▸ REQUIREMENT 1
In the Billy Sunday biography, what job did Billy accept in 1891 after turning down a baseball contract?
▸ REQUIREMENT 2
Pick up the Billy Sunday biography after its last sentence and continue it.

AN EVANGELIST NAMED BILLY
Baseball Player To World Famous Preacher
Billy Sunday was born in 1862 near Ames, Iowa. He became one of the most popular evangelists of the late 1800s and early 1900s. Billy spent most of his teenage years in an orphanage and never received a high school diploma or attended a seminary. Yet, through self-education he became better educated than most who went to college.
As a young man Billy played on local baseball teams, and because of his lightning speed and agility was recruited to play in the outfield in the major leagues for seven years. Outfielders in those days did not wear gloves. He played for the teams of the Chicago White Stockings (later called the White Sox), Pittsburgh and Philadelphia. He was just an average hitter, but because of his speed and base-running skills, he stole many bases.
One day in Chicago in 1886 the team had a free day. Most of the team members made it a time of carousing and drinking, but Billy went to hear a street preacher from the Pacific Garden Mission and was converted to Christianity. That day Billy’s life was changed forever.
When he joined a local Presbyterian Church he met his wife, Nell Thompson. They were married in 1888. Billy continued to play ball, but In 1891 he turned down a baseball contract for $3,500 a year to accept a job as Assistant Secretary at the Chicago YMCA for just $83 per month. He became a full-time assistant to one of the best known evangelists in the United States at that time, J. Wilbur Chapman.
Those were the days of religious revivals, and Billy’s job as an advance man was to precede the arrival of evangelist Chapman in the cities where he was scheduled to preach. Billy would organize prayer meetings and choirs and take care of necessary details before Chapman arrived. Billy listened to Chapman preach night after night, and this taught him valuable lessons in preaching and writing sermons. Chapman also critiqued Billy’s attempts at evangelistic preaching and showed him how to put a good sermon together.

▸ GIVEN MATERIAL
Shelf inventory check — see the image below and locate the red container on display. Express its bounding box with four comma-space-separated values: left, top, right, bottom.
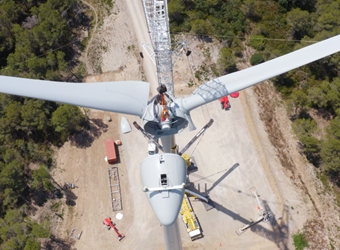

▸ WRITTEN RESPONSE 1
He became Assistant Secretary at the Chicago YMCA for $83 per month.

▸ WRITTEN RESPONSE 2
Back then religious revivals were usually held in tents. Similar to the canvas cathedral that Moses and the Hebrews carried in the Sinai desert, revival tents also had dirt floors. Sawdust was used to soften the acoustics and to keep down the dust; hence was born the term “hitting the sawdust trail”. That term applied to the crowd members, who at the end of the preaching time, would walk down front to accept Jesus Christ.
Chapman unexpectedly decided to give up preaching on the road and began serving a pastorate in1896. So Billy Sunday started out preaching on his own. He began with a meeting in Garner, Iowa, and for the next twelve years preached throughout seventy communities located in Iowa and Illinois.
He was an evangelist for more than forty years. His wife, Nell, managed his revival campaigns and over the years turned it into a “nationally renowned phenomenon.” He conducted over 250 campaigns throughout the nation. Many of them lasted for several weeks. It is estimated that in the 20,000 sermons he preached he reached face-to-face over 100,000,000 people and led 1 to 1.5 million people to receive Jesus Christ as their Lord and Savior. All this was before electronic microphones, sound systems, radios, and TV were even invented!
God gave him a platform to talk to presidents and wealthy businessmen as well as Hollywood stars When he preached, he used the full stage and often raced from one end to the other. His sermon notes were in BIG letters so that, when racing past the podium, he could see and read them. Then, to make his point, he would pretend he was sliding into home plate.
He was a strong supporter of conservative views on religion, such as the prohibition against alcohol. He did acknowledge that when he was a baseball player he had taken a few sips of alcohol and had even gotten drunk on a few occasions.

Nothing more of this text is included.